▶ [EXERCISE OBJECTIVE] Could you transcribe every record below exactly, leaving out the pictures?

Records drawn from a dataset
Segment Open
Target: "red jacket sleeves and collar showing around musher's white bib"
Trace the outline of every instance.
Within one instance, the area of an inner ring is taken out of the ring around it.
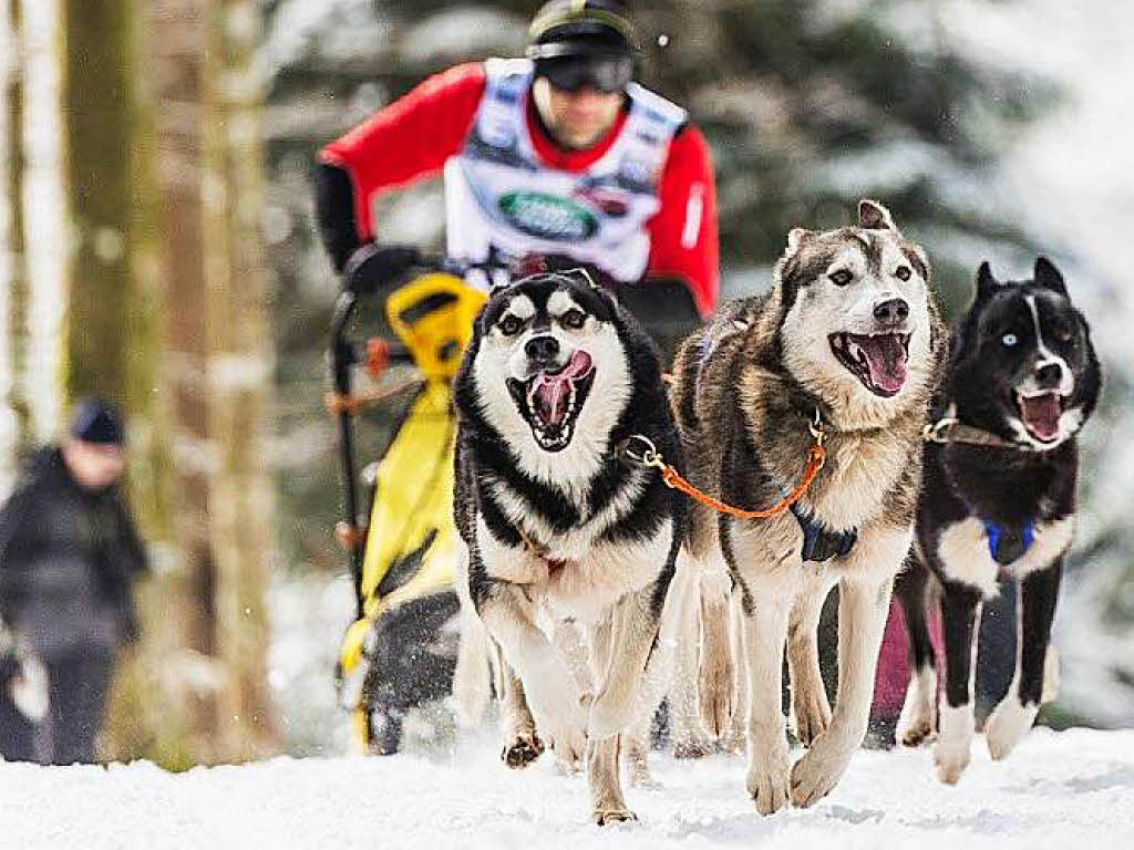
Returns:
[[[375,238],[371,210],[376,193],[437,176],[446,160],[460,151],[484,84],[483,65],[451,68],[426,79],[320,152],[321,162],[349,176],[355,235],[359,241]],[[613,144],[624,120],[625,116],[593,147],[564,151],[542,130],[534,107],[528,103],[532,141],[549,169],[587,168]],[[694,209],[689,196],[697,184],[703,186],[699,189],[703,193],[700,215],[689,218],[688,212]],[[649,224],[646,277],[679,278],[693,294],[702,316],[708,316],[717,306],[718,292],[717,197],[708,145],[692,125],[682,128],[669,145],[659,198],[660,210]],[[696,228],[695,235],[686,233],[686,228]]]

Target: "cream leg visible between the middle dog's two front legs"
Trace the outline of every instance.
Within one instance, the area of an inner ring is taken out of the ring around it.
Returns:
[[[826,570],[821,575],[809,576],[796,596],[788,623],[792,724],[795,737],[804,747],[810,747],[831,722],[831,706],[827,702],[827,688],[819,669],[819,620],[835,581]]]

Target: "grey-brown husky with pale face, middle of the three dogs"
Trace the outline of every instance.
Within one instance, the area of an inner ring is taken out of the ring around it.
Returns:
[[[710,575],[727,569],[741,612],[746,694],[733,711],[747,704],[746,784],[761,813],[819,800],[862,743],[945,343],[924,250],[862,201],[857,227],[793,230],[771,291],[727,305],[678,354],[689,477],[713,496],[748,510],[776,503],[801,478],[816,420],[826,435],[826,465],[792,511],[738,520],[699,505],[689,516],[692,558]],[[816,627],[836,584],[831,713]],[[786,641],[796,732],[810,745],[794,766],[780,702]],[[728,652],[722,644],[706,652]]]

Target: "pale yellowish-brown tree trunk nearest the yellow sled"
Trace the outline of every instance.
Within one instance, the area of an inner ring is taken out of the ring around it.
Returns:
[[[221,459],[210,487],[220,655],[230,678],[223,717],[229,757],[273,746],[266,592],[273,499],[264,465],[274,358],[260,215],[263,209],[255,0],[214,0],[205,63],[205,281],[210,425]],[[229,723],[229,720],[231,722]]]

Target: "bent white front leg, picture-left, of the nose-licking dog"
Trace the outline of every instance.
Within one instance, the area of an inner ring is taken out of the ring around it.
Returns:
[[[536,729],[550,739],[560,763],[577,768],[586,748],[582,695],[551,641],[535,626],[523,589],[488,579],[477,603],[484,627],[500,645],[505,661],[519,674]]]

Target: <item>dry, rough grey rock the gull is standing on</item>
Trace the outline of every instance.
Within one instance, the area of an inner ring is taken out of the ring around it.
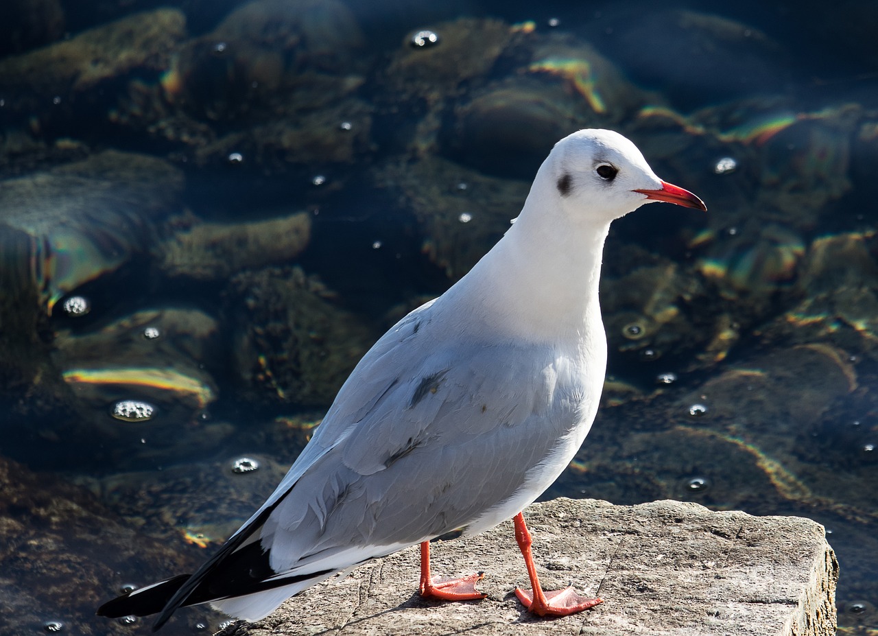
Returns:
Segment Closed
▶ [ANSWER TO THIS TASK]
Target: "red jacket sleeves and collar showing around musher's white bib"
Trace the outline of every instance.
Within one instance, the area of an inner ring is taken out of the ring around it.
Returns:
[[[375,238],[371,210],[376,193],[437,176],[446,160],[460,151],[484,84],[483,65],[451,68],[426,79],[320,152],[321,162],[349,176],[355,235],[359,241]],[[613,144],[624,120],[625,116],[593,147],[564,151],[542,130],[534,107],[528,103],[532,141],[549,169],[587,168]],[[694,209],[689,196],[697,184],[703,186],[699,189],[703,193],[700,215],[689,218],[688,212]],[[649,224],[646,277],[679,278],[693,294],[702,316],[708,316],[717,306],[718,292],[717,197],[708,145],[692,125],[682,128],[669,145],[659,198],[660,210]],[[696,228],[695,235],[686,233],[686,228]]]

Target: "cream leg visible between the middle dog's two front legs"
Trace the outline of every instance.
Within one instance, the area of an inner ring is taken out of the ring around it.
Returns:
[[[826,570],[821,575],[809,576],[796,596],[788,623],[792,724],[795,737],[804,747],[810,747],[831,722],[831,706],[827,702],[827,688],[819,669],[819,620],[835,581]]]

Target: "grey-brown husky with pale face, middle of the three dogs"
Trace the outline of every instance.
Within one instance, the area of an inner ring is taken out of the ring around it.
Returns:
[[[710,575],[727,569],[741,612],[746,694],[733,711],[747,704],[746,784],[761,813],[819,800],[862,743],[945,343],[924,250],[862,201],[857,227],[793,230],[771,291],[727,305],[678,354],[689,477],[713,496],[748,510],[776,503],[801,478],[816,420],[826,435],[826,465],[792,511],[738,520],[699,505],[689,516],[692,558]],[[816,627],[836,584],[831,713]],[[786,641],[796,732],[810,745],[794,766],[780,702]],[[728,652],[722,644],[706,652]]]

Target: "pale yellowish-brown tree trunk nearest the yellow sled"
Trace the outline of every instance.
Within one instance, the area of an inner ring is taken out of the ring around it.
Returns:
[[[221,459],[210,487],[220,655],[230,678],[223,717],[229,757],[273,746],[266,592],[273,499],[264,465],[274,358],[260,215],[263,209],[255,0],[214,0],[205,63],[205,281],[210,425]],[[229,723],[229,720],[231,722]]]

Target: "bent white front leg, picture-left, of the nose-licking dog"
Trace the outline of every instance.
Within one instance, the area of an inner ring is taken out of the ring around it.
Returns:
[[[536,729],[550,739],[560,763],[577,768],[586,748],[582,695],[551,641],[535,626],[523,589],[488,579],[477,603],[484,627],[500,645],[505,661],[519,674]]]

Target: <item>dry, rough grey rock the gull is standing on</item>
Trace the outline of every instance.
Within one instance, the area of an inner ring is taken out of the ring around it.
Returns:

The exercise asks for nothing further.